■ Saved entries:
---*---

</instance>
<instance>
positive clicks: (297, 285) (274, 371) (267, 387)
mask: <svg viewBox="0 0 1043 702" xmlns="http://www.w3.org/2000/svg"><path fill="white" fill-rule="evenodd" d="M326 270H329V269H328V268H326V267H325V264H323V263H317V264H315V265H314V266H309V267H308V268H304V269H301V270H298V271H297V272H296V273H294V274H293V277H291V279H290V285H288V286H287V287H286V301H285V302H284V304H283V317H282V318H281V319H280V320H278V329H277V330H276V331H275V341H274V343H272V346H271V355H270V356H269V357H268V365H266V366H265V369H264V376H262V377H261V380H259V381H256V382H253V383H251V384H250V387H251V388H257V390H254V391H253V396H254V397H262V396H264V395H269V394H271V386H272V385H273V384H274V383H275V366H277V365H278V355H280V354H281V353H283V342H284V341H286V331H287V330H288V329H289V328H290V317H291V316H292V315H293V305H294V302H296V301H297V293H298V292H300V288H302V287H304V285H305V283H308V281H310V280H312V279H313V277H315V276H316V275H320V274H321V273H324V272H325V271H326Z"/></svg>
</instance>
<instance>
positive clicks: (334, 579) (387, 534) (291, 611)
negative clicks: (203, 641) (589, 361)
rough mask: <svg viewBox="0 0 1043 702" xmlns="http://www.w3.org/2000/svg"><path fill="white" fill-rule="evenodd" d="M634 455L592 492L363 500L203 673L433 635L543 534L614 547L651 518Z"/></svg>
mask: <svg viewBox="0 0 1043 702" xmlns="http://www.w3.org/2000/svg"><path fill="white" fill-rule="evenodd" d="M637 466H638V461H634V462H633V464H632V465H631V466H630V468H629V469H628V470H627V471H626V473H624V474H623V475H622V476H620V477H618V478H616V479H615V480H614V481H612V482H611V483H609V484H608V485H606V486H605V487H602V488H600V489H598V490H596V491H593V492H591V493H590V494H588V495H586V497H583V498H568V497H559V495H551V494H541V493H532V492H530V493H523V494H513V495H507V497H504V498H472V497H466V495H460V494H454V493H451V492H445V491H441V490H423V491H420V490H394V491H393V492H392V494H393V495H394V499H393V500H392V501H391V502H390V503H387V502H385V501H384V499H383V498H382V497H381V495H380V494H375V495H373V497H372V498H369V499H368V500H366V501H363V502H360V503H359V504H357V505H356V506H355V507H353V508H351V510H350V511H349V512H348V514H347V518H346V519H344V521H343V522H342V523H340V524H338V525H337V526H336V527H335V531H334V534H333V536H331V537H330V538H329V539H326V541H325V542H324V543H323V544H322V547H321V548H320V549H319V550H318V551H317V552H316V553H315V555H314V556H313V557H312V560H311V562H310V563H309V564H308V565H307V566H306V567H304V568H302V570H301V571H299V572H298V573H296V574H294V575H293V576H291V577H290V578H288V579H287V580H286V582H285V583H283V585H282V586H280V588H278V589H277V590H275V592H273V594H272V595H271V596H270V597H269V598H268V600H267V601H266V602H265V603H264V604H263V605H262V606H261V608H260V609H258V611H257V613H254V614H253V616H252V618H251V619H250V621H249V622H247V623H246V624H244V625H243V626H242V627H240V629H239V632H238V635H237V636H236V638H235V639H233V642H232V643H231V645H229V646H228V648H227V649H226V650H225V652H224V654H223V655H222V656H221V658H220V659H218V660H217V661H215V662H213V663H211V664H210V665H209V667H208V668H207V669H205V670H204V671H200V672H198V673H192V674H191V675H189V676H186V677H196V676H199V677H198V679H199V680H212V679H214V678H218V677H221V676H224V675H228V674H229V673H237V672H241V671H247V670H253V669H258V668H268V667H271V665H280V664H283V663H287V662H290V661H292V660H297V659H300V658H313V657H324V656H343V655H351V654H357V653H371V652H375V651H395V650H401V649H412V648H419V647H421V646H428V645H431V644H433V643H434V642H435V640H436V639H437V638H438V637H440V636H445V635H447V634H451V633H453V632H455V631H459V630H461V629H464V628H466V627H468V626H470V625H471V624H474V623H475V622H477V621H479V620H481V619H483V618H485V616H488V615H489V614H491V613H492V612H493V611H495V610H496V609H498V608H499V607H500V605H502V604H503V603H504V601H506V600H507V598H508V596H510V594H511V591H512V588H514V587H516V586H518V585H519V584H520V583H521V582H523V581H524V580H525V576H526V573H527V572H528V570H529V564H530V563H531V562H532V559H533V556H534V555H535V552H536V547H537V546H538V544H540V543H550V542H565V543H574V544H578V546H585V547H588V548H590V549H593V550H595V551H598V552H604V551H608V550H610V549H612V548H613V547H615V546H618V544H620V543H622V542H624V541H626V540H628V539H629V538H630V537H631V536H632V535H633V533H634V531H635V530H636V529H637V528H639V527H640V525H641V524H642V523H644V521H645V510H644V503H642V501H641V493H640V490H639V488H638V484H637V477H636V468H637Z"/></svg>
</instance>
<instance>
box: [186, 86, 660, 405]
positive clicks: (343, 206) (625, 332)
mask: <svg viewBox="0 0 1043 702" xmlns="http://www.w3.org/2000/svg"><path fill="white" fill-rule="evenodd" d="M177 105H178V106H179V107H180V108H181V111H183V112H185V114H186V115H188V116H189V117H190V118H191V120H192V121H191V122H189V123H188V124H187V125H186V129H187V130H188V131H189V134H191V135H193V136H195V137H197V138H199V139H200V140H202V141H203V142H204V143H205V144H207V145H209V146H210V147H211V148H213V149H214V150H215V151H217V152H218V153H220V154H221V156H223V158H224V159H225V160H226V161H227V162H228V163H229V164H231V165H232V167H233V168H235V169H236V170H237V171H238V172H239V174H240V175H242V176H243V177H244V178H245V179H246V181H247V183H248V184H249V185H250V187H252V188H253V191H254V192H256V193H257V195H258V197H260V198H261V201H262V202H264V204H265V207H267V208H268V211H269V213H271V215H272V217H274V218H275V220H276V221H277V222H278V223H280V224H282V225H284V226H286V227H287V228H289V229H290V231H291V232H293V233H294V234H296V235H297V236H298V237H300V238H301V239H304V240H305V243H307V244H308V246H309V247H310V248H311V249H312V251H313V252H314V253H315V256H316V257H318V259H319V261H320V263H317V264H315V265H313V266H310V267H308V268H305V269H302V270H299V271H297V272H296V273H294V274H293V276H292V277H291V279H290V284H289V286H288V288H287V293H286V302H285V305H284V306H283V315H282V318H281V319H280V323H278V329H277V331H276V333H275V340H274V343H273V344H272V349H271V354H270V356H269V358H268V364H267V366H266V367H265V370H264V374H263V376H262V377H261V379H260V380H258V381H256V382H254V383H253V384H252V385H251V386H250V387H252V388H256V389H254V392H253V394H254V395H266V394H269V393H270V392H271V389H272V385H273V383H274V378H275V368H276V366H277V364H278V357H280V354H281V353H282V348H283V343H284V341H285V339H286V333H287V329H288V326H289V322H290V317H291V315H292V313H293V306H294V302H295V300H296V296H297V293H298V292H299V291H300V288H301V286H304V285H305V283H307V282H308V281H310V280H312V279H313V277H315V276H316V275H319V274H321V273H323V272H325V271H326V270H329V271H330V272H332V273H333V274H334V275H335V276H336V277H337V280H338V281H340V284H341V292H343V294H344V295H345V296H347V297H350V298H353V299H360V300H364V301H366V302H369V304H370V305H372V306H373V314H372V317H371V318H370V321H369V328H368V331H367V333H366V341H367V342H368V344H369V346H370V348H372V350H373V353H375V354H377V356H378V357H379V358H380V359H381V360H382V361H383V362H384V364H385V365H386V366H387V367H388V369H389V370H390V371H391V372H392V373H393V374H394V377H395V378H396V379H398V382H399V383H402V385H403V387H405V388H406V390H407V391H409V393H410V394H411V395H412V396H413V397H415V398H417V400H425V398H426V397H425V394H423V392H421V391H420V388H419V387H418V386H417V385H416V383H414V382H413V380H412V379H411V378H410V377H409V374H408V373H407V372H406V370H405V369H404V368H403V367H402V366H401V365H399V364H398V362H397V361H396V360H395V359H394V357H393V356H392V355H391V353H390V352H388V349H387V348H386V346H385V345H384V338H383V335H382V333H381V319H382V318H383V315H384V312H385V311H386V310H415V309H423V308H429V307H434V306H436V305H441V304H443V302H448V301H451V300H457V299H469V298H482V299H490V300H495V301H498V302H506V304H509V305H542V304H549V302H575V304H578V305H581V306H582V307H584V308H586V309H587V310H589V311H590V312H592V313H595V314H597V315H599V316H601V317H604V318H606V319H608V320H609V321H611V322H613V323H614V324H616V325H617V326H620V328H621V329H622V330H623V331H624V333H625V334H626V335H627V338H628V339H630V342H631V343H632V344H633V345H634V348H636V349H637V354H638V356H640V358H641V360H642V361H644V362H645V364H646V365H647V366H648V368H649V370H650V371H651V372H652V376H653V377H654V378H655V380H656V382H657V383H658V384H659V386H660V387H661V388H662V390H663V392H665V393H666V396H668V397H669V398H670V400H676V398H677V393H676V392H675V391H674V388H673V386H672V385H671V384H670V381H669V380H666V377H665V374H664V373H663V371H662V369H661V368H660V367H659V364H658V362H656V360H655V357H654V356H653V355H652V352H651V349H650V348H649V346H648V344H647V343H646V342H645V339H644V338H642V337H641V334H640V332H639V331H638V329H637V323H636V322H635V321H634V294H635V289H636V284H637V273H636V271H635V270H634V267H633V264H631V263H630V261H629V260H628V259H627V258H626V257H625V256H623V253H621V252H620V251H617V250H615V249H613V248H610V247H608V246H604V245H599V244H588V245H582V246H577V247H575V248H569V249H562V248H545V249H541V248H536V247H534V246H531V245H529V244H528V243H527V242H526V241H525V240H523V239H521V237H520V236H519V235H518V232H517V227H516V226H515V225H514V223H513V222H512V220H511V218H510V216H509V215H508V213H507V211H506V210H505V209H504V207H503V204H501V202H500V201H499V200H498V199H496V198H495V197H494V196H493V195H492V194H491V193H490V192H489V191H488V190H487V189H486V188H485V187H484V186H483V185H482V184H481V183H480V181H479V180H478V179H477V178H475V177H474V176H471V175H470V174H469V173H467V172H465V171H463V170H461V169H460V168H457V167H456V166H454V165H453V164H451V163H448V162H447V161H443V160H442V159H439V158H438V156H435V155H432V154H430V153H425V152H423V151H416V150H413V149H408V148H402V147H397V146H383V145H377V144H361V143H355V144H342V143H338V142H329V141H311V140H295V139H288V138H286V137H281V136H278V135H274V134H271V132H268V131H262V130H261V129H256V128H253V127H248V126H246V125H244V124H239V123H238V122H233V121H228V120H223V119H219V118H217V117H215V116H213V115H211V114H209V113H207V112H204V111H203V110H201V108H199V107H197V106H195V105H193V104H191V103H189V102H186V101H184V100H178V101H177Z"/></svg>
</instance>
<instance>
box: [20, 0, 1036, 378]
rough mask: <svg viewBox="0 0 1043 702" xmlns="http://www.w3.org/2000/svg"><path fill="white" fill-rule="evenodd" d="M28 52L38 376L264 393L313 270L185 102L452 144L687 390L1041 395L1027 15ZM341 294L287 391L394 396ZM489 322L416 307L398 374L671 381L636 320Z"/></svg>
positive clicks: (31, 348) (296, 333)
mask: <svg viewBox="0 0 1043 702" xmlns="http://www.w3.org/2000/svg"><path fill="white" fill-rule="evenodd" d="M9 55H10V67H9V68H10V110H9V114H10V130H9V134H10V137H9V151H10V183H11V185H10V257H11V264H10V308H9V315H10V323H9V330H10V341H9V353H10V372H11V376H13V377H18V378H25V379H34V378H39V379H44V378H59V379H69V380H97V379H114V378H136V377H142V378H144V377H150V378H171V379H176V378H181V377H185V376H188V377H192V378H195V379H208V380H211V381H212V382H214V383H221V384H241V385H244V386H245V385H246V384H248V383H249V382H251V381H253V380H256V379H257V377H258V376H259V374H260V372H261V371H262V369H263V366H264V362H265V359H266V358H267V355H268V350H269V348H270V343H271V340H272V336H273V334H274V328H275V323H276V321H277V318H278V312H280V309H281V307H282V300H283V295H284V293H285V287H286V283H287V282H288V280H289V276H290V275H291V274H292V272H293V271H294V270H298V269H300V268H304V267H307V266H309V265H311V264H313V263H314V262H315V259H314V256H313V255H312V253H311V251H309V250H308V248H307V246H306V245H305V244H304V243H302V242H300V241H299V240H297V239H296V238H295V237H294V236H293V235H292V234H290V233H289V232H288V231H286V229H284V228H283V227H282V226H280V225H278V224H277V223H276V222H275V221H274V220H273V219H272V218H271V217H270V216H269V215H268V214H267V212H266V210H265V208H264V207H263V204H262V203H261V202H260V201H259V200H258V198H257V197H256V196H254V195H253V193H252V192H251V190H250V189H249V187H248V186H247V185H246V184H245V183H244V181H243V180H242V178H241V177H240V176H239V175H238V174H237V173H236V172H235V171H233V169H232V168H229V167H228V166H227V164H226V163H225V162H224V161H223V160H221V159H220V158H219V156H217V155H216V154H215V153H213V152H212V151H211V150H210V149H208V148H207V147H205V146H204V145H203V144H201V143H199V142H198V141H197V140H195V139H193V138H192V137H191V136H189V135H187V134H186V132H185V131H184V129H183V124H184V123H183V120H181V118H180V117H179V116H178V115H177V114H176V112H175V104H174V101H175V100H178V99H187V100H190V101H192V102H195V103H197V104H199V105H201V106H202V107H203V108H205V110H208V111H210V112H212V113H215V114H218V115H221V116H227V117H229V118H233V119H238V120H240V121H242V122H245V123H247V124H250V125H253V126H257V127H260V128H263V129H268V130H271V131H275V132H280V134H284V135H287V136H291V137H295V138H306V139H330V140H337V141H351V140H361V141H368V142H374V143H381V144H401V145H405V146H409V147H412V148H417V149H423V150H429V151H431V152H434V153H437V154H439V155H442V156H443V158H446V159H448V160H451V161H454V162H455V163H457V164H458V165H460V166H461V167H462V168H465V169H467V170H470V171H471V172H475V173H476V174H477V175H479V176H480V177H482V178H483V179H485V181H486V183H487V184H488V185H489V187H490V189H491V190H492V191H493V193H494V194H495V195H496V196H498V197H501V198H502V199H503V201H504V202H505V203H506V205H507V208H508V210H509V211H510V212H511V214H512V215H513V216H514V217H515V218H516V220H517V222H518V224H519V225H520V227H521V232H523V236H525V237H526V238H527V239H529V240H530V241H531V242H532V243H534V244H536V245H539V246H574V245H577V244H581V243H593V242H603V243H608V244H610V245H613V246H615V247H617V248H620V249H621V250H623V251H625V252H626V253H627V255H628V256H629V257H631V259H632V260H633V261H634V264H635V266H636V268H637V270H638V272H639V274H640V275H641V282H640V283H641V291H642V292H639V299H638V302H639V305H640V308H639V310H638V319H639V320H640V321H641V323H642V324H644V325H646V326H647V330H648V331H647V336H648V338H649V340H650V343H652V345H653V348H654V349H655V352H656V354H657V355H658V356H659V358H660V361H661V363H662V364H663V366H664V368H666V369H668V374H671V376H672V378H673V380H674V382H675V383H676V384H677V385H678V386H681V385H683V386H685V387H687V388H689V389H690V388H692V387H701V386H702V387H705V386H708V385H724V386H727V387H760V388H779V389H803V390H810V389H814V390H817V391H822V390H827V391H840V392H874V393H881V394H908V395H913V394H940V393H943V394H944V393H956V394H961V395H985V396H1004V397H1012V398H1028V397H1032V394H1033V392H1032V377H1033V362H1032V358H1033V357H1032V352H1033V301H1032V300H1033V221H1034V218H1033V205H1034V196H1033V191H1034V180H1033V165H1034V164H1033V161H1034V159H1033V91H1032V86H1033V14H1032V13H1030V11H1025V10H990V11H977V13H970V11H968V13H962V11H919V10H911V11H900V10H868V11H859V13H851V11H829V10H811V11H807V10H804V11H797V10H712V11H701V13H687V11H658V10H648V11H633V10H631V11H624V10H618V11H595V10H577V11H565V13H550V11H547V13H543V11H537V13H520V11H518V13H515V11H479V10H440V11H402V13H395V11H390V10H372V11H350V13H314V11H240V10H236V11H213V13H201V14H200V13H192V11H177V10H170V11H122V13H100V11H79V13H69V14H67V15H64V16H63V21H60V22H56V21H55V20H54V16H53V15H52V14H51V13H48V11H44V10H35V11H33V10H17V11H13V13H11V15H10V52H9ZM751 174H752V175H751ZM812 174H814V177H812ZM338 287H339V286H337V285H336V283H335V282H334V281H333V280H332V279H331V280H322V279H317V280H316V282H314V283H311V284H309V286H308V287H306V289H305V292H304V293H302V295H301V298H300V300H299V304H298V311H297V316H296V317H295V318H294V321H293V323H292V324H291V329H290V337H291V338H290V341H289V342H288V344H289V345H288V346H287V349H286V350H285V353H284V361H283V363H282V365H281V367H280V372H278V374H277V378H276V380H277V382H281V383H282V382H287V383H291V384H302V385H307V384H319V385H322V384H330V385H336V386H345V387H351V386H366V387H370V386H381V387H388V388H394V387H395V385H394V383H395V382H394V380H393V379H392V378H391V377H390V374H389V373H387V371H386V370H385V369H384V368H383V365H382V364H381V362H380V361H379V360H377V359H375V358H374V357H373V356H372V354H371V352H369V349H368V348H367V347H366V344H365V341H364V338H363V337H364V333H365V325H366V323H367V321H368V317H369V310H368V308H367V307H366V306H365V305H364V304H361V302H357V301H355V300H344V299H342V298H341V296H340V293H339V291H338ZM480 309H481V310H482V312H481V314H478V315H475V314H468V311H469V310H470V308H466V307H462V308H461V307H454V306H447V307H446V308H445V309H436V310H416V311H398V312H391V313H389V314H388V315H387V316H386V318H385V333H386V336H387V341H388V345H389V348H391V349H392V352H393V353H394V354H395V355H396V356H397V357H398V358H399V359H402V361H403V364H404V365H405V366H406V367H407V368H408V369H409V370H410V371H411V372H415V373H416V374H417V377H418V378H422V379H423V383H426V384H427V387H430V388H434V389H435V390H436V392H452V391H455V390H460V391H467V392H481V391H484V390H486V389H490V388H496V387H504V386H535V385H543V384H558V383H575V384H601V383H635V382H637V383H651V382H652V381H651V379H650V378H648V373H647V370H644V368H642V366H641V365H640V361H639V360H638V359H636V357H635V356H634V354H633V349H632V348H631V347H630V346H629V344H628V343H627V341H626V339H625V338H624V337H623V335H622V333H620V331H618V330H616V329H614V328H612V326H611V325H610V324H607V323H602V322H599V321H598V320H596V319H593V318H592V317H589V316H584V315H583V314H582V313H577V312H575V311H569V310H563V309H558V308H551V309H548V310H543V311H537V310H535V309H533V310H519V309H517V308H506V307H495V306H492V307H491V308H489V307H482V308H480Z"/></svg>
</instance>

---*---

■ Exercise:
The answer must hold only the lines from the first line of the data through the line bearing "negative clicks: (203, 641) (589, 361)", returned exactly.

■ Answer to this exercise:
</instance>
<instance>
positive clicks: (297, 285) (274, 371) (267, 387)
mask: <svg viewBox="0 0 1043 702" xmlns="http://www.w3.org/2000/svg"><path fill="white" fill-rule="evenodd" d="M326 270H329V269H328V268H326V267H325V264H323V263H317V264H315V265H314V266H309V267H308V268H304V269H301V270H298V271H297V272H296V273H294V274H293V277H291V279H290V285H288V286H287V287H286V301H285V302H284V304H283V317H282V318H281V319H280V320H278V329H277V330H276V331H275V341H274V343H272V346H271V355H270V356H269V357H268V365H266V366H265V369H264V376H262V377H261V380H259V381H256V382H253V383H251V384H250V387H251V388H257V390H254V391H253V396H254V397H262V396H264V395H269V394H271V386H272V385H273V384H274V383H275V366H277V365H278V355H280V354H281V353H283V342H284V341H286V331H287V330H288V329H289V328H290V317H291V316H292V315H293V305H294V302H296V301H297V293H298V292H300V288H302V287H304V285H305V283H308V281H310V280H312V279H313V277H315V276H316V275H320V274H321V273H324V272H325V271H326Z"/></svg>
</instance>
<instance>
positive clicks: (334, 579) (387, 534) (291, 611)
negative clicks: (203, 641) (589, 361)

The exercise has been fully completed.